Продолжите приведённый ниже текст об экспедиции по оценке запасов байкальского омуля, начав сразу после его последнего предложения.

== ФРАГМЕНТ ДОКУМЕНТА ==

На акустической волне
Учёные продолжают оценку состояния запасов омуля в Байкале
Экспедиция по оценке состояния запасов байкальского омуля стартовала 23 мая 2022 года. Её проводят Лимнологический институт СО РАН и Всероссийский научно-исследовательский институт рыбного хозяйства и океанографии. Специалисты из обоих учреждений изучат Селенгинское мелководье, учёные из ВНИРО проведут работы в акватории северного Байкала. В двух районах, где сосредоточено 90% промыслового запаса омуля, проведут гидроакустические съёмки, позволяющие оценить численность рыбы, и траловый отлов, который даст представление о демографической структуре популяции. На основании этих данных можно будет спрогнозировать срок снятия запрета на промышленный лов байкальского эндемика.

===
== ФРАГМЕНТЫ ДАННЫХ ==

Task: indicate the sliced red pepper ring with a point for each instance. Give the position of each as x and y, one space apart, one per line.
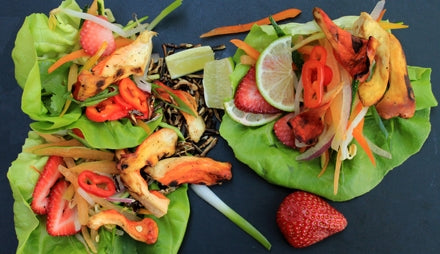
133 95
107 110
313 83
96 184
119 100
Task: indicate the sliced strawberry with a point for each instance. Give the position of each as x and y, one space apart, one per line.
307 127
93 35
62 220
305 219
283 131
249 99
45 182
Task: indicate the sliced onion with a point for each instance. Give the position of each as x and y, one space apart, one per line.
323 144
344 111
375 13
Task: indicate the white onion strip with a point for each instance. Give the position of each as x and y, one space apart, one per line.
115 28
323 144
86 196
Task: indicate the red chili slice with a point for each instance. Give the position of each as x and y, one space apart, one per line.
107 110
313 83
96 184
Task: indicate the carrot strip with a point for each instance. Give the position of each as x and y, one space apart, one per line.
282 15
337 173
360 138
67 58
248 49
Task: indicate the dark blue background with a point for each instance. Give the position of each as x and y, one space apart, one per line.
400 215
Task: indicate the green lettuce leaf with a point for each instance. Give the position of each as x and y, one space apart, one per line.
259 148
36 47
31 229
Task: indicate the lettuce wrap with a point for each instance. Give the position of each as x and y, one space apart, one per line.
44 95
259 148
31 229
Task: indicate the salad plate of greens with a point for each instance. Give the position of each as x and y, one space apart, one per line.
385 202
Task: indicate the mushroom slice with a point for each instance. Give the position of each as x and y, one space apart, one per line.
371 91
398 100
145 230
194 121
190 169
157 145
131 59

===

(ОТВЕТ НА ЗАДАНИЕ)
Третий год иркутские лимнологи проводят экспедиции для определения численности омуля в Байкале, второй раз подряд к ним присоединяются специалисты Всероссийского научно-исследовательского института рыбного хозяйства и океанографии (ВНИРО). В этом сезоне не только оценят с помощью гидроакустической съёмки количество эндемичной рыбы, но и проверят полученные результаты с помощью тралового отлова. «Почему выбрали гидроакустический метод? – задаёт риторический вопрос начальник отдела промысловой гидроакустики ВНИРО Сергей Гончаров. – Дело в том, что он позволяет исследовать всю толщу воды. Траловые съёмки, как правило, производятся по станциям, между которыми происходят переходы из одной точки в другую. К тому же информацию мы можем снять только в пределах ширины раскрытия трала, и вся толща воды, естественно, при этом не исследуется».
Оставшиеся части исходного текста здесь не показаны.